Natural language region descriptions
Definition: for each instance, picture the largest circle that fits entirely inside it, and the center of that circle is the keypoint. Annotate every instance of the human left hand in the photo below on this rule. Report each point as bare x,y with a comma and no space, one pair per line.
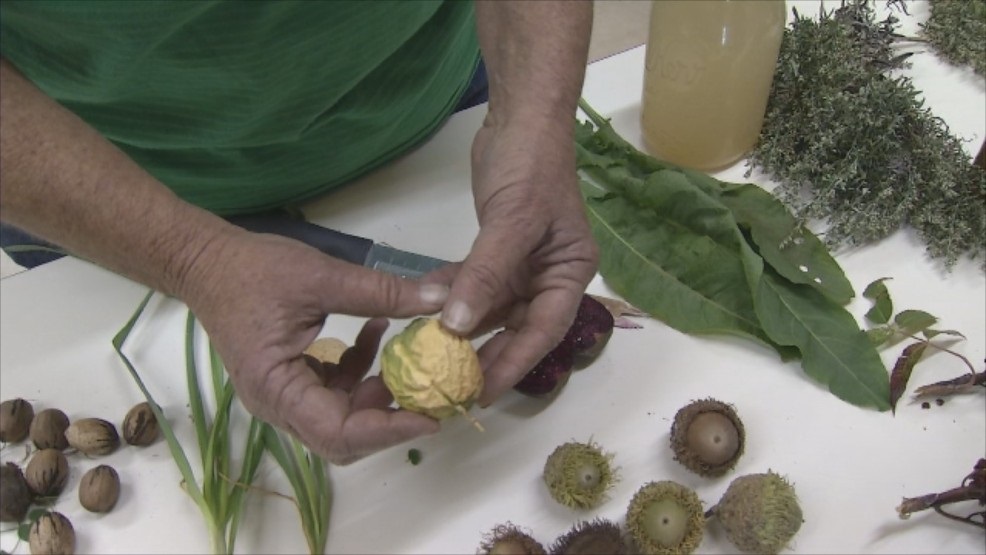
534,254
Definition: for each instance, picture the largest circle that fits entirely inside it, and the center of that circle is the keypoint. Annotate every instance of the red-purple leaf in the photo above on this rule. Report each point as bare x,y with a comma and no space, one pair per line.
902,371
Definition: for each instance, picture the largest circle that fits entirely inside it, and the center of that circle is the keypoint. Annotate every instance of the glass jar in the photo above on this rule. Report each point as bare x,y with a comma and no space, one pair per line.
709,66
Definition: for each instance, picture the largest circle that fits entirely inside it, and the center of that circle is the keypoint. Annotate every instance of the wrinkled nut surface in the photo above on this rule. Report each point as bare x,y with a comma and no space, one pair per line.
99,489
15,495
48,429
47,473
431,371
15,420
327,349
140,426
52,534
93,436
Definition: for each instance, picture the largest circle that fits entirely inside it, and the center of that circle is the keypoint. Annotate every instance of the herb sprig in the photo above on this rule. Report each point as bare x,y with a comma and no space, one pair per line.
851,143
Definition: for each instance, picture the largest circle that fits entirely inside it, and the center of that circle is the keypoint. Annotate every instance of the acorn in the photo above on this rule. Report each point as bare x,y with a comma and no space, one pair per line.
596,537
579,475
48,430
759,512
707,437
47,473
15,495
508,539
52,534
15,420
140,426
99,489
93,436
665,518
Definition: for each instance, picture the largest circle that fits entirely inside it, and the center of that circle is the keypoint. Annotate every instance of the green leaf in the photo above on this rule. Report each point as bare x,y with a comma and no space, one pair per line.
879,336
677,274
883,307
790,249
910,322
834,351
931,333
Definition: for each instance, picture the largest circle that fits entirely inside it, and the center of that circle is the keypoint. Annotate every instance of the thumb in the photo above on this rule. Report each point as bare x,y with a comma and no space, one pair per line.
484,277
359,291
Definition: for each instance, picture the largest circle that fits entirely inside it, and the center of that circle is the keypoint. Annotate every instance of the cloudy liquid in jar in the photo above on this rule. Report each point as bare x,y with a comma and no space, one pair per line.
709,66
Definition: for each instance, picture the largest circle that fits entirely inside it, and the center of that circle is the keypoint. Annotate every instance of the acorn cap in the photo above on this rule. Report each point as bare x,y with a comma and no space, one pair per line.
707,437
665,518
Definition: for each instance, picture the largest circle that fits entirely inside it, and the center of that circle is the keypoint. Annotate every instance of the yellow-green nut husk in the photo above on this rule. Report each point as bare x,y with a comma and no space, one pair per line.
430,370
760,513
508,539
579,475
665,518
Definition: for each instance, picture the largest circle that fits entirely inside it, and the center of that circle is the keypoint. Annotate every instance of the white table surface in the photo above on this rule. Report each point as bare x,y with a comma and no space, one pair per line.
851,466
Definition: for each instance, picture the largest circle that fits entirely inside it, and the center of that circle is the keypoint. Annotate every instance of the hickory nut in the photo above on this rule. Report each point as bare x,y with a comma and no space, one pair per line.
47,473
48,429
15,420
52,534
99,489
140,426
430,370
93,436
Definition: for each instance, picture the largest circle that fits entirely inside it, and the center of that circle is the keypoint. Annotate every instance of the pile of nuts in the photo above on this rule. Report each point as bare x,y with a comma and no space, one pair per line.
46,474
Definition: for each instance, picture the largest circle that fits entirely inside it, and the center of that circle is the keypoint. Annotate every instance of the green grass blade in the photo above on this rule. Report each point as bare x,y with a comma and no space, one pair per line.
169,435
194,391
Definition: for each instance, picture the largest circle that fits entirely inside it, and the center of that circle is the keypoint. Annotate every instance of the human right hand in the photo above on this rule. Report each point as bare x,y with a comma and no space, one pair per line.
263,299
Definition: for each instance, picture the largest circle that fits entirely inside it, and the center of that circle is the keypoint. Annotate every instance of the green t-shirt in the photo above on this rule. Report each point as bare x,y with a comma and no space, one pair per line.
245,106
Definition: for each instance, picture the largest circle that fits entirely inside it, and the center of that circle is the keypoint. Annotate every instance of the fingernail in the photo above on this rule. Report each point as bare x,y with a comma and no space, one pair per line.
457,317
433,293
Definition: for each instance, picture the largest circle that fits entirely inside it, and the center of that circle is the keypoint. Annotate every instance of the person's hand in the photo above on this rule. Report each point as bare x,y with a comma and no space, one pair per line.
263,299
534,255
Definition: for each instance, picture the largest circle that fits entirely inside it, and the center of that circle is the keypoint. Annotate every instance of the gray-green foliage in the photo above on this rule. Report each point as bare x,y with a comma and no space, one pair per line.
709,257
850,141
957,30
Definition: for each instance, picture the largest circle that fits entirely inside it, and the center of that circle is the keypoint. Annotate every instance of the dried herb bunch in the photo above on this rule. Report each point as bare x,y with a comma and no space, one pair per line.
851,143
957,31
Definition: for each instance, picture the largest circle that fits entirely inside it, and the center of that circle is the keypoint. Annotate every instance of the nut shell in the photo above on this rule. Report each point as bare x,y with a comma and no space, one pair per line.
93,436
99,489
52,534
15,420
140,426
48,430
47,473
708,437
15,496
430,370
508,538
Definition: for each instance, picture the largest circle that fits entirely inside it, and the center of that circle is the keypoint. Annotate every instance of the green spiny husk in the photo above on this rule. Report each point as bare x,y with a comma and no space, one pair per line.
651,495
579,475
760,513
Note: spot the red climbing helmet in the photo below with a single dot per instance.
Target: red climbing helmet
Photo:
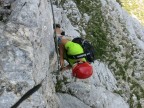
(82, 70)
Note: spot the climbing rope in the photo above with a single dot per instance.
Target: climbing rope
(55, 37)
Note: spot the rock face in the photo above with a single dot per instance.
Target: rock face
(28, 58)
(26, 53)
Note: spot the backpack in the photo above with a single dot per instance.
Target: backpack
(88, 50)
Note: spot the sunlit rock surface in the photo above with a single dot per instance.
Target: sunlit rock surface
(28, 58)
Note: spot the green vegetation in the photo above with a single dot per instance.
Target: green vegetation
(96, 28)
(135, 7)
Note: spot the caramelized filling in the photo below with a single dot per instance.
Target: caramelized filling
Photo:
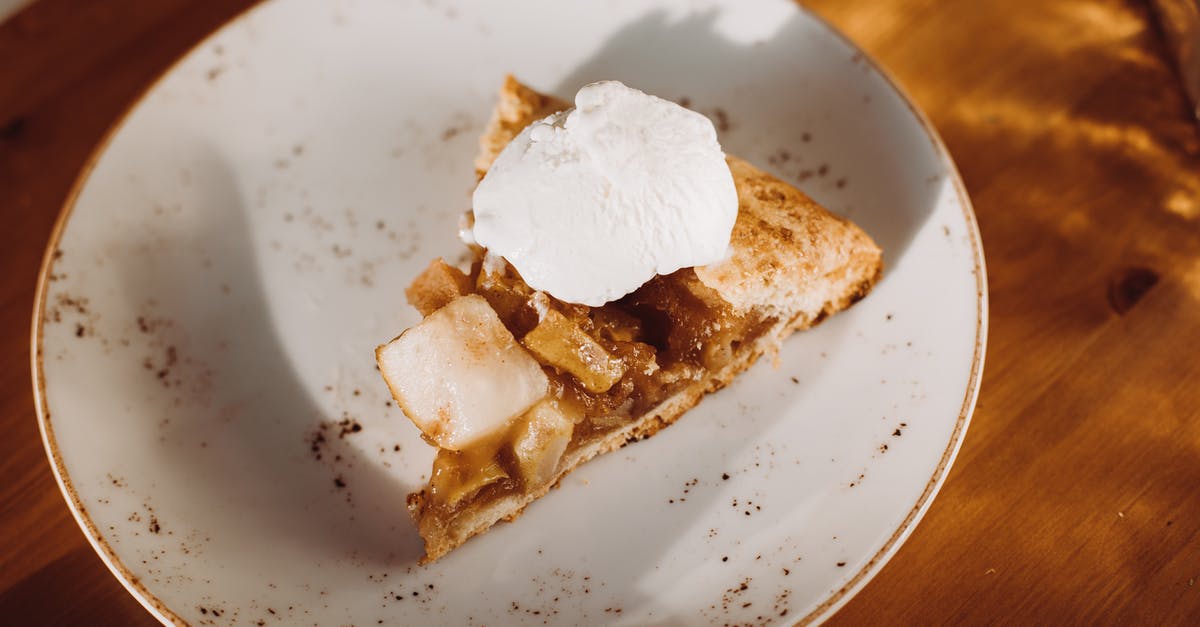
(670, 333)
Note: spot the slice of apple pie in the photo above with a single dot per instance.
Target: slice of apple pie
(516, 388)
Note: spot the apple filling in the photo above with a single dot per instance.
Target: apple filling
(505, 380)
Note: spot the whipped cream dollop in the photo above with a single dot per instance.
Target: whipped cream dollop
(592, 202)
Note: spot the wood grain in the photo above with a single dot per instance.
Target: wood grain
(1074, 497)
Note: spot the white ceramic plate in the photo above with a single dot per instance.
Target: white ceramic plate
(214, 292)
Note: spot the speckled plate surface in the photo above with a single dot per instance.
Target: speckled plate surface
(216, 286)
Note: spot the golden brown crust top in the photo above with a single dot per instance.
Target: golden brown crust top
(785, 248)
(790, 260)
(517, 107)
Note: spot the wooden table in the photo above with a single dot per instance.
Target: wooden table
(1075, 495)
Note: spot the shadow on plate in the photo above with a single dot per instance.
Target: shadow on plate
(246, 439)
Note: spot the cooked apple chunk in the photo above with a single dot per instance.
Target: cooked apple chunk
(437, 286)
(461, 475)
(539, 440)
(559, 342)
(460, 375)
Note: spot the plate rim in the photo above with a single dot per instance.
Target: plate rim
(823, 610)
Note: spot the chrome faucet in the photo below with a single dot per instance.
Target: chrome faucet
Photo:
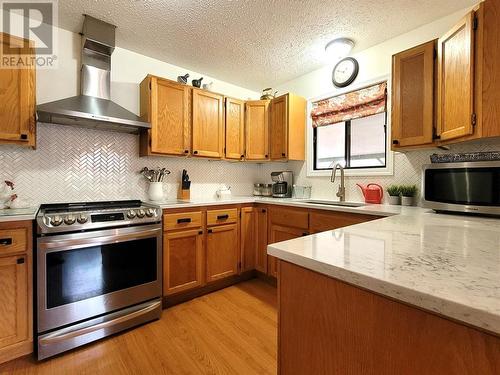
(341, 191)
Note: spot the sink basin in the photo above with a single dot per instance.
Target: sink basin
(334, 203)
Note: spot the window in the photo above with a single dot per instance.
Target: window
(351, 129)
(358, 143)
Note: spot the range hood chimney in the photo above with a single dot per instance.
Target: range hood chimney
(93, 108)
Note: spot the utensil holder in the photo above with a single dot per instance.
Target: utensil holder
(155, 191)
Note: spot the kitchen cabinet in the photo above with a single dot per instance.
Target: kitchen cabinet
(278, 233)
(235, 129)
(208, 124)
(222, 252)
(16, 327)
(261, 239)
(455, 108)
(248, 238)
(182, 260)
(165, 104)
(17, 95)
(287, 127)
(413, 76)
(257, 130)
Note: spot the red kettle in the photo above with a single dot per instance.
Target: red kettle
(373, 193)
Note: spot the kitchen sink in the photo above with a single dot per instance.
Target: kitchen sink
(336, 203)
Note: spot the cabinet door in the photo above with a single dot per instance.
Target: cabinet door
(456, 80)
(170, 128)
(14, 294)
(261, 240)
(235, 129)
(17, 95)
(413, 96)
(257, 130)
(208, 125)
(248, 238)
(280, 233)
(182, 261)
(222, 252)
(279, 128)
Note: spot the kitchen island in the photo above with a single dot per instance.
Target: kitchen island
(379, 297)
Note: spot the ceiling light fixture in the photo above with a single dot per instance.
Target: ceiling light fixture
(339, 48)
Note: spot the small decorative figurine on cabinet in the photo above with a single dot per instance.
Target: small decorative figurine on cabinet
(197, 82)
(183, 79)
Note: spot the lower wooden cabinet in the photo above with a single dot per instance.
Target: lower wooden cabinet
(222, 252)
(280, 233)
(16, 308)
(182, 261)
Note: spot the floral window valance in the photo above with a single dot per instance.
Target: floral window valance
(355, 104)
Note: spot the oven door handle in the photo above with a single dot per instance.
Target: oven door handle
(88, 239)
(58, 336)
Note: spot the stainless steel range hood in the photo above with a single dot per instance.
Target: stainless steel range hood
(93, 108)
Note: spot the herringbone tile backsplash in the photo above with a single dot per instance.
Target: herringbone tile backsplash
(72, 164)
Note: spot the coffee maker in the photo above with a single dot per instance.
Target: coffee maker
(283, 182)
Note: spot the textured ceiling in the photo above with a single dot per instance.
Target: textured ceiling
(252, 43)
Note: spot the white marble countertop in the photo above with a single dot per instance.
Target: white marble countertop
(18, 214)
(442, 263)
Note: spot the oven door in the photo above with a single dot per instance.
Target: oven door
(83, 275)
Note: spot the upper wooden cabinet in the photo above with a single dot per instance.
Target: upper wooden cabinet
(287, 127)
(165, 104)
(235, 129)
(455, 107)
(467, 95)
(208, 124)
(257, 130)
(413, 96)
(17, 95)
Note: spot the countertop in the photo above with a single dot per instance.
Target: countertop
(370, 209)
(18, 214)
(447, 264)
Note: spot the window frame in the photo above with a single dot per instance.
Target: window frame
(388, 170)
(347, 147)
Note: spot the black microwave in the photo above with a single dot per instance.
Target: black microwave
(471, 187)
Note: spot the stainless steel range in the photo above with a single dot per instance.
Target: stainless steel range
(98, 271)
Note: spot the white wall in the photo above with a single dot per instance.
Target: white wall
(374, 62)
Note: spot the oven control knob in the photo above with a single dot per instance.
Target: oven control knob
(82, 219)
(56, 220)
(69, 220)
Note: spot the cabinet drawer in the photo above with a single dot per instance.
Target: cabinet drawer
(290, 217)
(182, 220)
(226, 216)
(13, 241)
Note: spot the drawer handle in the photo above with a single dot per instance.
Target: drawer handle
(5, 241)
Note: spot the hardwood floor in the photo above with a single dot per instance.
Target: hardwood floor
(231, 331)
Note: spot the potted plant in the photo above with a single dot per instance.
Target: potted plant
(394, 192)
(408, 193)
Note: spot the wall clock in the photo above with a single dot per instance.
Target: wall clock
(345, 72)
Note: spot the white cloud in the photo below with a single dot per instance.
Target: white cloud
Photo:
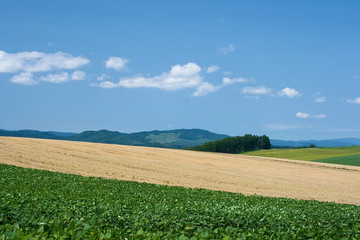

- Assignment -
Once the line holding "Target: wall clock" is found, set down that line and every line after it, exactly, through the last line of the records above, omitting pictures.

- Answer to this problem -
Target: wall clock
(345, 72)
Note: spot the white cloud in the photo below with a single dot per instance.
Target: white cloud
Photo:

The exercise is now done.